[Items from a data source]

*** Begin section ***

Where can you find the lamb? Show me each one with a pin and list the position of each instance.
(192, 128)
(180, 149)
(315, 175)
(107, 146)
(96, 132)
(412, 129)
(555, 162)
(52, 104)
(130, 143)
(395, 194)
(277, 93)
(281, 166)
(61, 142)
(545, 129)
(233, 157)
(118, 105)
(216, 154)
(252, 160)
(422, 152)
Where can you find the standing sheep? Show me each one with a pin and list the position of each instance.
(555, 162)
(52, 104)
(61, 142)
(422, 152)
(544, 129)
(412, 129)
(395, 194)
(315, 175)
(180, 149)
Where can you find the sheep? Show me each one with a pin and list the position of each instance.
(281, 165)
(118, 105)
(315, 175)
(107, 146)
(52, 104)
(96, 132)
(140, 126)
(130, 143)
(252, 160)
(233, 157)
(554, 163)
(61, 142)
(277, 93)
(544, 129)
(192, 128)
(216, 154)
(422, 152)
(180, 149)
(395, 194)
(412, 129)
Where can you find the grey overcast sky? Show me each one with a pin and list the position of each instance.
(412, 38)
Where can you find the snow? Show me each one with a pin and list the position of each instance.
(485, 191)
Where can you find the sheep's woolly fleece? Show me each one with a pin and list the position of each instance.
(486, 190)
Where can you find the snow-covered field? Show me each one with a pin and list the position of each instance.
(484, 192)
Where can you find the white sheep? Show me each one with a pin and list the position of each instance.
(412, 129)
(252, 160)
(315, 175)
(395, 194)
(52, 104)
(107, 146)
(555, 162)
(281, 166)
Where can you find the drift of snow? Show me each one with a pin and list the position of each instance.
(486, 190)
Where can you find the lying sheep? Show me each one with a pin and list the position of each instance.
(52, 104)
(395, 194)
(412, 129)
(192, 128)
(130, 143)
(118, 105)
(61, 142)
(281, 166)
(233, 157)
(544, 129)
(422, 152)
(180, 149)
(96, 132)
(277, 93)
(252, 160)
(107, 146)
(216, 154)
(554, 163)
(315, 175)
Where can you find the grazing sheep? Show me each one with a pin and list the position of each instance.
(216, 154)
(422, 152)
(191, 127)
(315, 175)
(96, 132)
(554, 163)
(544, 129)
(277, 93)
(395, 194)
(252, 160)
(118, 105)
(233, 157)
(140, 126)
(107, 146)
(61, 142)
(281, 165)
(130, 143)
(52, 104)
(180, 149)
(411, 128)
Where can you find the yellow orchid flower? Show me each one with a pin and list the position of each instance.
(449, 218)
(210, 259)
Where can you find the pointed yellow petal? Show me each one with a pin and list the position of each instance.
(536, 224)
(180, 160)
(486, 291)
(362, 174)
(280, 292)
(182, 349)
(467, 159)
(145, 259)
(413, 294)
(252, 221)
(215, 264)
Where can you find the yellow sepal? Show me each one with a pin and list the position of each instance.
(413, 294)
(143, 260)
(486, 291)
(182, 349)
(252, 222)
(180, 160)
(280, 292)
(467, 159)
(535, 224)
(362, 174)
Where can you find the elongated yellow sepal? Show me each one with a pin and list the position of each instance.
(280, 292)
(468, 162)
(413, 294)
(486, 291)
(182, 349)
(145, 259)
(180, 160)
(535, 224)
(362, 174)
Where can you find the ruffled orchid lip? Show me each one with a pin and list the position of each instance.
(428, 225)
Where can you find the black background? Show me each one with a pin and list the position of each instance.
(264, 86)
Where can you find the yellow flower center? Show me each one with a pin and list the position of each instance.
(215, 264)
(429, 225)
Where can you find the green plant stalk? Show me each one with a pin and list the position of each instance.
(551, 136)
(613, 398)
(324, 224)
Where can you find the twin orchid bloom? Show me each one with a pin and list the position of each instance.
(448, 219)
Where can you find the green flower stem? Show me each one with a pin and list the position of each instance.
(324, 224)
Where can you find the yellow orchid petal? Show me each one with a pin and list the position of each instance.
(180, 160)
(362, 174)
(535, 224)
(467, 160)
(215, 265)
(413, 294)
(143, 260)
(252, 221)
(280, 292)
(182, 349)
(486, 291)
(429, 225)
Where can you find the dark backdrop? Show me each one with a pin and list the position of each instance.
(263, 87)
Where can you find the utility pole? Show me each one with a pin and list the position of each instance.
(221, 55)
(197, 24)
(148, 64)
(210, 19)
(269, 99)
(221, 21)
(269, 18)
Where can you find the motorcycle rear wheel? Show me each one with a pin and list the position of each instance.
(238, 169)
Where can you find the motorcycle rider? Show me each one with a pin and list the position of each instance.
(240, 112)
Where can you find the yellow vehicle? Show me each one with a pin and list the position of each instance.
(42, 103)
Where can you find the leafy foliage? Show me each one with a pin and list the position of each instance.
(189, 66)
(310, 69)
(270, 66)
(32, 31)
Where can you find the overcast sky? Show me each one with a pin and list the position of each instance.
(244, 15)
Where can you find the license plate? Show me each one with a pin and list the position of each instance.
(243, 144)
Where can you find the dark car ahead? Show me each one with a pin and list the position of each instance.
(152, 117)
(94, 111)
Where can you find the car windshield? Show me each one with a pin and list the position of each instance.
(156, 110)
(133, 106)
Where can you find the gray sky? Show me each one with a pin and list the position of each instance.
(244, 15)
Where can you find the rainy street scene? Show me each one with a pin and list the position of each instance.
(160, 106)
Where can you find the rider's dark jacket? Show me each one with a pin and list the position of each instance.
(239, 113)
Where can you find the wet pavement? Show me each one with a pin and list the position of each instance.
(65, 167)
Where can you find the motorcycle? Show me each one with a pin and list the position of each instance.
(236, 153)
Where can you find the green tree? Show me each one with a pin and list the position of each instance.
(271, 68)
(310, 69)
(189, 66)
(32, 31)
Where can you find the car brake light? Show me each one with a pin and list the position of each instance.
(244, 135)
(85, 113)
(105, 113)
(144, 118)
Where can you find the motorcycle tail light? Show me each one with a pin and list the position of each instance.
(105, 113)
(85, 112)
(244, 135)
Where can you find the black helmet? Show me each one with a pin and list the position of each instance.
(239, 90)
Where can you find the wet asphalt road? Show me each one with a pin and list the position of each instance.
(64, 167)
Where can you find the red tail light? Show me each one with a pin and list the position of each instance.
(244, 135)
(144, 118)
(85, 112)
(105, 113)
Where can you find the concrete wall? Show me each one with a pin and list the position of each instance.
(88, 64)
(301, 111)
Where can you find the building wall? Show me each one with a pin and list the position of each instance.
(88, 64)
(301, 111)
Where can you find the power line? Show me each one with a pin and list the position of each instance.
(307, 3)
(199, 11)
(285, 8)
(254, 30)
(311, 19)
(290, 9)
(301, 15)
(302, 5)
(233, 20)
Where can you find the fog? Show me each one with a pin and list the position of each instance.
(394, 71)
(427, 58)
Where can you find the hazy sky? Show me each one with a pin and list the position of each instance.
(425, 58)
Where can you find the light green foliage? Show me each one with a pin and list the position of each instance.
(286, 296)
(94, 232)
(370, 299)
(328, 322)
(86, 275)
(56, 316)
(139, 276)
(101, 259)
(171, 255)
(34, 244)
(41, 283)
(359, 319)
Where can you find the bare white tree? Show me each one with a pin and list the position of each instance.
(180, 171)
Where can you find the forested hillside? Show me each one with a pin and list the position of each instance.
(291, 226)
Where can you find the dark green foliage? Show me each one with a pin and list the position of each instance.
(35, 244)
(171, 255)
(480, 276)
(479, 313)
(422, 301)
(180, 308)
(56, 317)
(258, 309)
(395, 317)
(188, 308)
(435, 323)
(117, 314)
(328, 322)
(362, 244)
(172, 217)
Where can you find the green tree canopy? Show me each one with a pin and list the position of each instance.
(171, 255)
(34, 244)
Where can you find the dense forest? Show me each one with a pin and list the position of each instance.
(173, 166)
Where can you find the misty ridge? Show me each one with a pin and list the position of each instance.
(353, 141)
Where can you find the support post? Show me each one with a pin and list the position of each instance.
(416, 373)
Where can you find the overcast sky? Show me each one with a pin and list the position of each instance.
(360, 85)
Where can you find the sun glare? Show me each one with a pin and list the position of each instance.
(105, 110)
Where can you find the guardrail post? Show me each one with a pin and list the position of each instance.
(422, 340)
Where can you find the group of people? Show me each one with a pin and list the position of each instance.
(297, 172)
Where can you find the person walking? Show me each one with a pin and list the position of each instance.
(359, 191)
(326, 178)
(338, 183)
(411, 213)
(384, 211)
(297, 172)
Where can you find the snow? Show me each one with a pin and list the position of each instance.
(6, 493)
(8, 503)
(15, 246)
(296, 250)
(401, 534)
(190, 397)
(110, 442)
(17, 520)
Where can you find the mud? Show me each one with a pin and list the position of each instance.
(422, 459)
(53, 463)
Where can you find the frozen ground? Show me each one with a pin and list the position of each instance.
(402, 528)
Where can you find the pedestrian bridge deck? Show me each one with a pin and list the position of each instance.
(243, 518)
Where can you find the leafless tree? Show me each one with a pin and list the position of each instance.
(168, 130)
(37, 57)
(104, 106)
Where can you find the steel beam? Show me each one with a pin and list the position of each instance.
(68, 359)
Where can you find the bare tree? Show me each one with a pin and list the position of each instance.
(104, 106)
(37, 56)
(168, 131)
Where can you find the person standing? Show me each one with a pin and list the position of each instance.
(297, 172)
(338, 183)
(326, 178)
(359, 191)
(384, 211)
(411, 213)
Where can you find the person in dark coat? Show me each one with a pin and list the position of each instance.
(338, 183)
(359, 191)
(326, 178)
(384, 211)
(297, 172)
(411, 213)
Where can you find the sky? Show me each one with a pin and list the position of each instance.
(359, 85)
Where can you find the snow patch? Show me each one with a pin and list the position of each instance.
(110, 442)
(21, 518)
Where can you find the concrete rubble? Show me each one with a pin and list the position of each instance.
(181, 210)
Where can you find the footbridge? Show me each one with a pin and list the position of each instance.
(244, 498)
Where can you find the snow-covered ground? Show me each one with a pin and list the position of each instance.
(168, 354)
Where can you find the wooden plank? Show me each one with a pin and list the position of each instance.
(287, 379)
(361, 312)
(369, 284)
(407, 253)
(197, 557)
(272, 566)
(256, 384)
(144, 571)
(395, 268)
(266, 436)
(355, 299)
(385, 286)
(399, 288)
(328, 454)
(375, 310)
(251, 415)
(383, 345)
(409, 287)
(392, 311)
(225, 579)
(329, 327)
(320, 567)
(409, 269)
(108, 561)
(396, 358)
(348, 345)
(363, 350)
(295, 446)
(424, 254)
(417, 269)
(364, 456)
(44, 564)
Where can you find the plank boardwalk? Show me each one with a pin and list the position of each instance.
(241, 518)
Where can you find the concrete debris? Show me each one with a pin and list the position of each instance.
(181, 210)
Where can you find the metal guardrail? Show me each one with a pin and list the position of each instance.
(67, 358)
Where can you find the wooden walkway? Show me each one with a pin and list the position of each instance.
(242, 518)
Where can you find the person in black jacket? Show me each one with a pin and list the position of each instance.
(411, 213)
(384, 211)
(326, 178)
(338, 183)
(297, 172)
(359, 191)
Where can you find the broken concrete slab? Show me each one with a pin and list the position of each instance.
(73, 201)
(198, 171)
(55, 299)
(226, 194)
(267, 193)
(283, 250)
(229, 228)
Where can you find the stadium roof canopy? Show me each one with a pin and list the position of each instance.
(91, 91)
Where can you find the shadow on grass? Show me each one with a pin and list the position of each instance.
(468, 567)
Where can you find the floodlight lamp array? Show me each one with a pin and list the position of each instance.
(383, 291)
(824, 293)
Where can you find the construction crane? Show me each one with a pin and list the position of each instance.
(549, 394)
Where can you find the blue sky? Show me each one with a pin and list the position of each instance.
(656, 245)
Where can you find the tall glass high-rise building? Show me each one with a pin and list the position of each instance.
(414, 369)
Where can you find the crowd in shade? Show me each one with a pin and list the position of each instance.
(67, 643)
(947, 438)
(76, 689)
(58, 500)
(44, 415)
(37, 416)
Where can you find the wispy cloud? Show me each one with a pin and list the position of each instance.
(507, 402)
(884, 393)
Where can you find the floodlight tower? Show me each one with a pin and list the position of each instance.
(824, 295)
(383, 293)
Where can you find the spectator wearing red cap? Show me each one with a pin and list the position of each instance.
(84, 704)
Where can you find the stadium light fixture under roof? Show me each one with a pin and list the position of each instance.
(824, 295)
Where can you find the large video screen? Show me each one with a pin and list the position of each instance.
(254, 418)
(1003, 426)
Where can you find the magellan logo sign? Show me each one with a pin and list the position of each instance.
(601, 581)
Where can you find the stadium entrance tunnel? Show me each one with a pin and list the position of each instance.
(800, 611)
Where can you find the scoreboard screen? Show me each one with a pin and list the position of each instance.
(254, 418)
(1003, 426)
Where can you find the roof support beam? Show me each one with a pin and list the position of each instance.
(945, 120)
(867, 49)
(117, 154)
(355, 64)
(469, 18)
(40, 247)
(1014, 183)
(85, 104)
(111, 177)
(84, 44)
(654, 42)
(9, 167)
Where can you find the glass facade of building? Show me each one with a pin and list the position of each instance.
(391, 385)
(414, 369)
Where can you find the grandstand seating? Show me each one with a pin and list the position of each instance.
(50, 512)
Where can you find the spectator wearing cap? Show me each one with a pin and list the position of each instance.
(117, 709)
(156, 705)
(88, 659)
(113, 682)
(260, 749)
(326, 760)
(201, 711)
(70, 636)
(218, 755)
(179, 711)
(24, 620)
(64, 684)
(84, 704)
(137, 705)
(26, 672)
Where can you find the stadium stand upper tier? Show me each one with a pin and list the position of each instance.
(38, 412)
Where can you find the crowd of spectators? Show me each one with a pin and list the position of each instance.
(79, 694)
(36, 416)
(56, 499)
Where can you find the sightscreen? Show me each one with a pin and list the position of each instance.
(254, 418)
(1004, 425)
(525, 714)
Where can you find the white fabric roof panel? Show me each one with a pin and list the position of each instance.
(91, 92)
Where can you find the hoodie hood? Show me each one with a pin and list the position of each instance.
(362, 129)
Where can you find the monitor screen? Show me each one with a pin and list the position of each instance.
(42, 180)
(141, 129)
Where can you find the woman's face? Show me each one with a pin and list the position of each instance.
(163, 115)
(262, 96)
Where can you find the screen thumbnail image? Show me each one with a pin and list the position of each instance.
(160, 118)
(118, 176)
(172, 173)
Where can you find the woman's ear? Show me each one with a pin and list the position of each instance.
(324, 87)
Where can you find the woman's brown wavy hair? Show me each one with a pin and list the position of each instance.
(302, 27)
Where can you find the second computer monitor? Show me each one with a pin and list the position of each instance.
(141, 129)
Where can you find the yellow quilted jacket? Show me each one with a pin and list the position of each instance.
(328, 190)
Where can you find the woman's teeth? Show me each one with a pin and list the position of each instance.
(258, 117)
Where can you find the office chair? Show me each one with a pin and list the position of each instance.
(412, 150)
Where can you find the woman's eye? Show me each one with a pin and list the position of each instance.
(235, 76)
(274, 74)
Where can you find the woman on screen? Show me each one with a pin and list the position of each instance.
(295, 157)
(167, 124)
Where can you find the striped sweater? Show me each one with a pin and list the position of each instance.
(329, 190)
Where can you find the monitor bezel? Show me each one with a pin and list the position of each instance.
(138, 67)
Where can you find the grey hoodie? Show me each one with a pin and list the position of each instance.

*** End section ***

■ **Task item**
Looking at the records above, please output exactly the lines that run from the one holding "Where can you find the hoodie" to the final line, and only those.

■ **Result for this exercise**
Where can you find the hoodie hood? Show me each one with a pin and list the position of each instance.
(362, 129)
Where can you find the monitor screen? Show me each one with a pin and list the position of each instance.
(42, 180)
(141, 129)
Where can you find the woman's face? Show me each one with a pin and list the position of each instance.
(163, 115)
(262, 96)
Where can you find the screen thumbnail image? Show me each one with a pin and list the position of each instance.
(160, 118)
(118, 176)
(172, 173)
Where can you find the woman's ear? Show me each one with a pin and list the position of each instance.
(324, 87)
Where can you find the woman's brown wavy hair? Show me each one with a pin and list the position of each instance.
(302, 27)
Where can you find the second computer monitor? Show me each one with a pin and list the position of each instance.
(141, 129)
Where can you find the yellow quilted jacket? Show me each one with a pin and list the position of each instance.
(328, 190)
Where can you find the woman's teeth? Show me each one with a pin and list the position of each instance.
(258, 117)
Where can you find the office chair? Show me each one with a pin and list the position of each instance.
(412, 150)
Where can you find the woman's eye? Show me each one with a pin and list the position of each instance.
(235, 76)
(274, 74)
Where can you find the woman on screen? Show me each one with a pin and list the position of each instance.
(295, 157)
(167, 124)
Where can you find the striped sweater? Show me each one with a pin and list the position of each instance.
(329, 190)
Where can you find the monitor bezel? Show me each one with a pin and list the position of each instance.
(138, 67)
Where can you find the grey hoodie? Show me each one with a pin and list the position of each instance.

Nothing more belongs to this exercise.